- **What this task involves**
Copy the data below word for word, keeping every line in its original order.

----

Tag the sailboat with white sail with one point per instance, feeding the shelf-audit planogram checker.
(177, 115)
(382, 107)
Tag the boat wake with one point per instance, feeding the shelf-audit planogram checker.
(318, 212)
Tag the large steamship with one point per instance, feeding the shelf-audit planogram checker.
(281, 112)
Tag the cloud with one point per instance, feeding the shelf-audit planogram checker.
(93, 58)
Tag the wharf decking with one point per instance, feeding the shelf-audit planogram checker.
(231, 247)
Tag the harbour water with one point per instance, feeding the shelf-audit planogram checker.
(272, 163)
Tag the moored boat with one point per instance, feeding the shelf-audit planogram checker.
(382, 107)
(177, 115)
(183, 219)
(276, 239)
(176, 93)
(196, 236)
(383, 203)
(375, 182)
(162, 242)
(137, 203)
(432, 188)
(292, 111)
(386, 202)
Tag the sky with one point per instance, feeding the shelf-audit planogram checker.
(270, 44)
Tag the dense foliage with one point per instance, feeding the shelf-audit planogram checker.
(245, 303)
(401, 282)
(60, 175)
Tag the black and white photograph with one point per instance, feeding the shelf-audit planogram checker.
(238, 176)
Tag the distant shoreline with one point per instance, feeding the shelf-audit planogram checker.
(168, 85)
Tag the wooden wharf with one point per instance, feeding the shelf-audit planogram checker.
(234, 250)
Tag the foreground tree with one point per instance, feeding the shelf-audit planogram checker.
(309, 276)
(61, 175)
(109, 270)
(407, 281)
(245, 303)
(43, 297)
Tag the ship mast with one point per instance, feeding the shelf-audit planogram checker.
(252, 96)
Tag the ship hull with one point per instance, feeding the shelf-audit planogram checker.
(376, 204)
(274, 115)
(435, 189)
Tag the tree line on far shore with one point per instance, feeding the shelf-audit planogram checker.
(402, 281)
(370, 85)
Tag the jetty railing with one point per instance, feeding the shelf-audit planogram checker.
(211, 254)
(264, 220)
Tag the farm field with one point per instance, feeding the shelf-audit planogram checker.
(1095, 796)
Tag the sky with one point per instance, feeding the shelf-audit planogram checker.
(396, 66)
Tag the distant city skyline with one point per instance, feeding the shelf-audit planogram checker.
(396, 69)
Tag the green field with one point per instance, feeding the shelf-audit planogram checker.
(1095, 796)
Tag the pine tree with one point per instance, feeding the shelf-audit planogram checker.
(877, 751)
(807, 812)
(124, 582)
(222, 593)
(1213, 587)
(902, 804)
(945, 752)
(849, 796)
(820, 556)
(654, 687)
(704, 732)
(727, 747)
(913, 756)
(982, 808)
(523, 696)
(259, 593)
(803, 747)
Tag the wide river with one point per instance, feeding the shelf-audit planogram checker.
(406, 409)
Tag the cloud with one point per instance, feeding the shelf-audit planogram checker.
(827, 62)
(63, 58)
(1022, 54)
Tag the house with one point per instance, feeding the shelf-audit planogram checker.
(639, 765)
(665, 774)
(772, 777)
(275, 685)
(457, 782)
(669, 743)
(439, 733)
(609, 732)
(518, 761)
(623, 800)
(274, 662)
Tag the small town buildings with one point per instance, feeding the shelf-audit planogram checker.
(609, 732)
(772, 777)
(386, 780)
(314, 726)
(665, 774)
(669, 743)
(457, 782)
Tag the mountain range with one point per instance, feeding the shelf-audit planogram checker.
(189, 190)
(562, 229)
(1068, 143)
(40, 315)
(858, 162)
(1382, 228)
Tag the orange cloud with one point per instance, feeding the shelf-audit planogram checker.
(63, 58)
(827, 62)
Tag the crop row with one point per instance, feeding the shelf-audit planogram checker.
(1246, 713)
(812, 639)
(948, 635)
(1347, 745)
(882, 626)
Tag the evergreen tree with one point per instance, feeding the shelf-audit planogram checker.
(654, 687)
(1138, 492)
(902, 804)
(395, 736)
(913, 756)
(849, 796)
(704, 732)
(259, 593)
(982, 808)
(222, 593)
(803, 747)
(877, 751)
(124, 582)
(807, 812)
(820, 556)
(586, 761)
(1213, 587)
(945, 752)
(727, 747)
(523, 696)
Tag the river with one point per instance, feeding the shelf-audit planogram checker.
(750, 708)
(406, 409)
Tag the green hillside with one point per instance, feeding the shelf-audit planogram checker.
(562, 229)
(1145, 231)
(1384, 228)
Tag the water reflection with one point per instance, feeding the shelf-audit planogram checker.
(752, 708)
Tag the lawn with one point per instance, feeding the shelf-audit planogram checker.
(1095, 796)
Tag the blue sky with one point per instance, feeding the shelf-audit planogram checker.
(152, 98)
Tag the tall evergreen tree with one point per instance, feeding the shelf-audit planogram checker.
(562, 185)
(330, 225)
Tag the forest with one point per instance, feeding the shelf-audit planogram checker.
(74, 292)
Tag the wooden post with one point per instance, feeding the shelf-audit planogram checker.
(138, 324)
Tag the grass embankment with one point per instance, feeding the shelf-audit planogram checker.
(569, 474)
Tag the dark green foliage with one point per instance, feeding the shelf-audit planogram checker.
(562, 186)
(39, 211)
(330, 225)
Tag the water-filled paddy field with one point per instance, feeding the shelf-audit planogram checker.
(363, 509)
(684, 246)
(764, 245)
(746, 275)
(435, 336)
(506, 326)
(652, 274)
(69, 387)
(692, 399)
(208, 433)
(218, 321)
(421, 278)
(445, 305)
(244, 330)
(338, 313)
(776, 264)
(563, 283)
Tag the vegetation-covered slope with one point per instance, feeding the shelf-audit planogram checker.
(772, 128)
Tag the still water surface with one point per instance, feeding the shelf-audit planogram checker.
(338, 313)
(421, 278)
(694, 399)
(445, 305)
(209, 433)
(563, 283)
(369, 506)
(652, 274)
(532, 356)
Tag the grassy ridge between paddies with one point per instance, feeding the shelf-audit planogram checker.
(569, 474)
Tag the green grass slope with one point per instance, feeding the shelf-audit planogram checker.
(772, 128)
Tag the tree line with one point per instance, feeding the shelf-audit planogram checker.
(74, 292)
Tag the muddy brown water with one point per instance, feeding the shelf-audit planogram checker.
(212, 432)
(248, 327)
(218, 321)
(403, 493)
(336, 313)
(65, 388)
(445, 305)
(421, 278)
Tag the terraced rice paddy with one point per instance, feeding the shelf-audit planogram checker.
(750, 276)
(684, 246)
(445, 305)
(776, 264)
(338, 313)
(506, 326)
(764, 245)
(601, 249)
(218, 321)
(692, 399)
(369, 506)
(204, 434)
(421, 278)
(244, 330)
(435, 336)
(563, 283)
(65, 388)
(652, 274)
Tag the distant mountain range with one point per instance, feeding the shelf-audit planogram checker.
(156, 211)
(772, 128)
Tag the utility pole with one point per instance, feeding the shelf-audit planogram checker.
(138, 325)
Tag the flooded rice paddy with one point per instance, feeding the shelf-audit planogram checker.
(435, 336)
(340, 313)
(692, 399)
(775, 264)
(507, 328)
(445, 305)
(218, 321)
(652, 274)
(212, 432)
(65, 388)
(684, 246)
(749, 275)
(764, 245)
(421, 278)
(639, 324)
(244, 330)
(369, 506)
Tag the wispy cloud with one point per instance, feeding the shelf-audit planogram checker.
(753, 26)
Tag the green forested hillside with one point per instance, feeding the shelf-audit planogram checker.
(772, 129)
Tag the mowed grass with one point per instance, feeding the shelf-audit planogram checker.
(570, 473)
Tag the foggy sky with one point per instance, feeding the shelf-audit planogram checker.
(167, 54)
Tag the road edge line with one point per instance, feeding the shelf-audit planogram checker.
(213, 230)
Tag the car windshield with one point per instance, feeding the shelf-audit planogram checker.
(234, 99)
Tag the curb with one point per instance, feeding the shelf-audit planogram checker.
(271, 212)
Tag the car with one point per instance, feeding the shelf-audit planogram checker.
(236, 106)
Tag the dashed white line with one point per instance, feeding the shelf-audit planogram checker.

----

- **Problem solution**
Tag the sailboat with white sail with one point per instance, feeding the shelf-audit planogram checker.
(177, 115)
(382, 107)
Tag the boat wake with one point per instance, feeding the shelf-audit planogram checker.
(318, 212)
Tag the large steamship with one point per instance, feeding the shelf-audit planogram checker.
(281, 112)
Tag the cloud with one point per instance, feeding the shelf-audit planogram checker.
(93, 58)
Tag the wharf decking with one point per instance, feeding the shelf-audit planogram checker.
(231, 247)
Tag the harbour water with one point per instance, feeding the shelf-audit planogram checker.
(272, 163)
Tag the moored boat with one point per instance, feeding the shelf-audit planogram checker.
(382, 107)
(177, 115)
(183, 219)
(276, 239)
(176, 93)
(196, 236)
(383, 203)
(375, 182)
(162, 242)
(137, 203)
(432, 188)
(292, 111)
(386, 202)
Tag the sky with one point per instance, feeding the shelf-audit planogram checker.
(270, 44)
Tag the dense foliage with one point per instance, feeding the shelf-audit planogram checker.
(245, 303)
(401, 282)
(60, 175)
Tag the black and white photograph with one point per instance, feeding the shelf-audit planogram checker.
(238, 176)
Tag the distant shoreline with one point per instance, feeding the shelf-audit planogram checker.
(168, 85)
Tag the wooden wharf with one point per instance, feeding the shelf-audit planogram checker.
(234, 250)
Tag the foreground tree with one point per instance, feeding the shelf-audit planogram checker.
(309, 276)
(61, 175)
(109, 270)
(407, 281)
(245, 303)
(43, 297)
Tag the ship mast with one point per instance, feeding the shelf-audit planogram checker.
(252, 96)
Tag the ship hull with one point per instance, feeding the shelf-audit planogram checker.
(376, 204)
(274, 115)
(435, 189)
Tag the tree line on far shore with one point per instance, feeding the shelf-audit planogram checker.
(402, 281)
(370, 85)
Tag the jetty railing with one point per instance, feeding the shelf-audit planogram checker.
(211, 254)
(264, 220)
Tag the farm field with one point per instance, feeding the shelf-audit planogram checker.
(1095, 796)
Tag the sky with one point per instance, feeding the shelf-audit planogram checker.
(396, 66)
Tag the distant city skyline with one point per instance, feeding the shelf-audit planogram checker.
(396, 69)
Tag the green field with one point per instance, feeding the shelf-audit planogram checker.
(1095, 796)
Tag the pine tree with one point per instance, feeding the shelf-audit planogram checker.
(877, 751)
(807, 812)
(124, 582)
(222, 593)
(1213, 587)
(902, 804)
(945, 752)
(849, 796)
(820, 556)
(654, 687)
(704, 732)
(727, 747)
(913, 756)
(982, 808)
(523, 696)
(259, 593)
(803, 747)
Tag the wide river with one point per instance, feeding the shelf-audit planogram checker.
(406, 409)
Tag the cloud with one point per instance, feeding the shelf-audit planogram checker.
(827, 62)
(63, 58)
(1022, 54)
Tag the house with one point per instance, feeding the shelf-audit planogram checker.
(639, 765)
(665, 774)
(772, 777)
(275, 685)
(457, 782)
(669, 743)
(439, 733)
(609, 732)
(518, 761)
(623, 800)
(274, 662)
Tag the small town buildings with one point per instance, feeding the shelf-audit planogram checker.
(609, 732)
(772, 777)
(386, 780)
(314, 726)
(665, 774)
(669, 743)
(457, 782)
Tag the mountain range with one point per instance, feeding the shelf-audit planogram checker.
(189, 190)
(562, 229)
(1068, 143)
(40, 315)
(858, 162)
(1382, 228)
Tag the orange cloud with one point per instance, feeding the shelf-audit planogram checker.
(63, 58)
(827, 62)
Tag the crop row with one point per instance, feeding the shelf-audit planogram checker.
(1246, 713)
(812, 639)
(948, 635)
(1347, 745)
(882, 626)
Tag the evergreen tree with one point per instance, feeding the shelf-audit planogram checker.
(654, 687)
(1138, 492)
(902, 804)
(395, 736)
(913, 756)
(849, 796)
(704, 732)
(259, 593)
(982, 808)
(222, 593)
(803, 747)
(877, 751)
(124, 582)
(807, 812)
(820, 556)
(586, 761)
(1213, 587)
(945, 752)
(727, 747)
(523, 696)
Tag the river with one point per instance, feeding the shelf-audit planogram checker.
(750, 708)
(406, 409)
Tag the green hillside with one point per instance, feeding the shelf-audit planogram checker.
(562, 229)
(1145, 231)
(1384, 228)
Tag the water reflection with one point per instance, feeding the shelf-audit planogram checker.
(752, 708)
Tag the lawn with one point per instance, feeding the shelf-audit planogram checker.
(1095, 796)
Tag the blue sky with one point per instance, feeding the shelf-audit planogram checker.
(152, 98)
Tag the tall evergreen tree with one point per instance, feeding the shelf-audit planogram checker.
(562, 185)
(330, 225)
Tag the forest with one point per instance, feeding the shelf-audit planogram checker.
(74, 292)
Tag the wooden post with one point per instance, feeding the shelf-audit planogram checker.
(138, 324)
Tag the grass embankment with one point per instance, feeding the shelf-audit planogram checker.
(569, 474)
Tag the dark green foliage with one point per instance, feeding the shelf-audit planogram checker.
(562, 186)
(39, 211)
(330, 225)
Tag the water-filled paddy field with one point per instance, feeding the shelf-audit planogram checker.
(363, 509)
(684, 246)
(764, 245)
(746, 275)
(435, 336)
(506, 326)
(652, 274)
(69, 387)
(692, 399)
(208, 433)
(218, 321)
(421, 278)
(445, 305)
(244, 330)
(338, 313)
(776, 264)
(563, 283)
Tag the vegetation-covered slope with one point per instance, feeding the shelf-audit planogram checker.
(772, 128)
Tag the still water surface with one point per instance, feeding the shelf-audit planogram checker.
(338, 313)
(421, 278)
(694, 399)
(445, 305)
(209, 433)
(563, 283)
(369, 506)
(652, 274)
(532, 356)
Tag the grassy ridge between paddies with one point per instance, feeding the shelf-audit planogram checker.
(569, 474)
Tag the green grass slope with one point per instance, feeding the shelf-audit planogram checker.
(772, 128)
Tag the tree line with one point per instance, feeding the shelf-audit planogram checker.
(74, 292)
Tag the muddy brown water with one point per instance, feeding the shelf-audit planogram checker.
(212, 432)
(248, 327)
(218, 321)
(403, 493)
(336, 313)
(65, 388)
(445, 305)
(421, 278)
Tag the terraced rice paddy with one point per instance, feeding the shelf-audit planogram checker.
(750, 276)
(684, 246)
(445, 305)
(776, 264)
(338, 313)
(506, 326)
(764, 245)
(601, 249)
(218, 321)
(692, 399)
(369, 506)
(204, 434)
(421, 278)
(244, 330)
(435, 336)
(563, 283)
(65, 388)
(652, 274)
Tag the distant mountain range with one point per instance, feeding the shelf-audit planogram checker.
(156, 211)
(772, 128)
Tag the utility pole with one point per instance, feeding the shelf-audit planogram checker.
(138, 325)
Tag the flooded rice paddy with one point per instance, feeding the shelf-audit planogram checker.
(435, 336)
(340, 313)
(692, 399)
(775, 264)
(507, 328)
(445, 305)
(218, 321)
(652, 274)
(212, 432)
(65, 388)
(684, 246)
(749, 275)
(764, 245)
(421, 278)
(639, 324)
(244, 330)
(369, 506)
Tag the wispy cloud with one point per instance, feeding the shelf-audit planogram checker.
(753, 26)
Tag the green forested hillside with one point per instance, feeding the shelf-audit planogram checker.
(772, 129)
Tag the mowed grass with one point per instance, feeding the shelf-audit planogram checker.
(570, 473)
Tag the foggy sky with one point per instance, feeding the shelf-audit planogram checker.
(167, 54)
Tag the road edge line with one point per instance, feeding the shelf-audit planogram checker.
(213, 230)
Tag the car windshield with one point per instance, feeding the shelf-audit planogram checker.
(234, 99)
Tag the curb with one point per instance, feeding the shelf-audit planogram checker.
(271, 212)
Tag the car with one point per instance, feeding the shelf-audit planogram checker.
(236, 106)
Tag the dashed white line with one point per instance, feeding the shelf-audit planogram checker.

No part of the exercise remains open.